### Task objective:
Rewrite every line of the items below as one numbered list, skipping blank lines. Omit the pictures from your list.

══ Material

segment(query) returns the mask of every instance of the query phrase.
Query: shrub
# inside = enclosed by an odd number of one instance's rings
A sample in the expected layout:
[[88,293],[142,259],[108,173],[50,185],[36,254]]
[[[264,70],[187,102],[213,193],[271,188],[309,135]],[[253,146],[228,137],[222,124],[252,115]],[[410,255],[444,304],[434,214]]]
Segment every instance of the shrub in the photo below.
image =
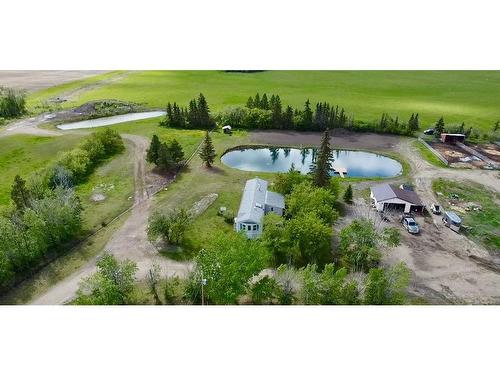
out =
[[0,86],[0,117],[14,118],[25,113],[25,94],[23,92]]

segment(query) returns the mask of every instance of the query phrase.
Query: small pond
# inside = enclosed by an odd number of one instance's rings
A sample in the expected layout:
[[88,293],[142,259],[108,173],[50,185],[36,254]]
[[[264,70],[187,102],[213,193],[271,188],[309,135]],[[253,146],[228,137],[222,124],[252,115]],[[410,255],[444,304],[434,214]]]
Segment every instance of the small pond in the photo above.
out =
[[[221,160],[229,167],[253,172],[286,172],[293,164],[306,174],[316,155],[314,148],[246,148],[228,151]],[[396,160],[371,152],[336,150],[333,156],[333,167],[346,168],[349,177],[394,177],[403,171]]]
[[165,115],[164,111],[127,113],[125,115],[101,117],[92,120],[70,122],[67,124],[57,125],[57,127],[61,130],[97,128],[99,126],[108,126],[108,125],[120,124],[122,122],[145,120],[148,118],[160,117],[163,115]]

════

### Full solution:
1. segment(query) returns the mask of every instance of the query phrase.
2. Query: shrub
3. # inside = enclosed by an odd number of one instance's rings
4. A sample in the expected layout:
5. [[88,293],[142,259],[108,173],[50,185],[36,254]]
6. [[[264,70],[187,102],[213,193],[271,188],[309,135]],[[253,146],[228,137],[222,124],[252,115]],[[410,255],[444,304],[434,214]]]
7. Segment every instance of the shrub in the photo below.
8. image =
9. out =
10. [[0,86],[0,117],[14,118],[25,113],[25,94],[23,92]]
11. segment(query) returns the mask of every instance of the query phrase.
12. Query: small pond
13. # inside = enclosed by an odd number of one instance's rings
14. A sample in the expected layout:
15. [[88,293],[142,259],[108,173],[50,185],[36,254]]
16. [[[264,70],[187,102],[213,193],[271,188],[309,135]],[[253,146],[228,137],[222,124],[252,115]],[[410,255],[444,304],[434,214]]]
17. Segment every instance of the small pond in the photo above.
18. out =
19. [[[221,160],[229,167],[253,172],[286,172],[293,164],[306,174],[316,155],[314,148],[246,148],[228,151]],[[396,160],[371,152],[336,150],[333,156],[333,167],[346,168],[349,177],[394,177],[403,171]]]
20. [[165,115],[164,111],[127,113],[125,115],[101,117],[92,120],[70,122],[67,124],[57,125],[57,127],[61,130],[97,128],[99,126],[108,126],[108,125],[120,124],[122,122],[145,120],[148,118],[160,117],[163,115]]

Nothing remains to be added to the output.